Given problem:
Rewrite the records below with every "Indicate" switched to "Mark". Leave everything else unchanged.

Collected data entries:
________________

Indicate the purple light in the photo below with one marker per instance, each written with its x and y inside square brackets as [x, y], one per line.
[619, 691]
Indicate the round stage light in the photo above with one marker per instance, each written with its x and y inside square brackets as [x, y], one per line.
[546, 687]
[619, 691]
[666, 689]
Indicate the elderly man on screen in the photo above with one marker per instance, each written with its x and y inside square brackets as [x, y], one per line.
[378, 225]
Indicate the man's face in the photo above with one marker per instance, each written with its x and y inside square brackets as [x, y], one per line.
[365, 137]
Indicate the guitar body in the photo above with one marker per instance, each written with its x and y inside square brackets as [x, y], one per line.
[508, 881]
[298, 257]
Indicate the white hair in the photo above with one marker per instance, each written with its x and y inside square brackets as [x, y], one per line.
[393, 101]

________________

Response:
Mark the purple light in the photo below with one marker per instance, each written with its x and y inside square brackets as [x, y], one per line.
[619, 691]
Mark the round stage light in the photo above with one marker per instance, each written with its x and y inside square brackets as [x, y], one per line.
[546, 687]
[619, 691]
[666, 689]
Mark the elderly man on screen in the photo above with one marker per instance, each written with its x and y inside square brackets as [x, y], one per line.
[378, 225]
Mark the man's face in the photo above with one marker per instance, each written with its x and y inside square brackets as [x, y], one per line.
[365, 137]
Mark the guitar body in the photo above with one marker per instance, each written with its x and y inside square brackets as [x, y], one per line.
[508, 881]
[298, 257]
Mark the white hair in the photo above with one marker per instance, each written with its x and y inside square brackets as [x, y], one per line.
[393, 101]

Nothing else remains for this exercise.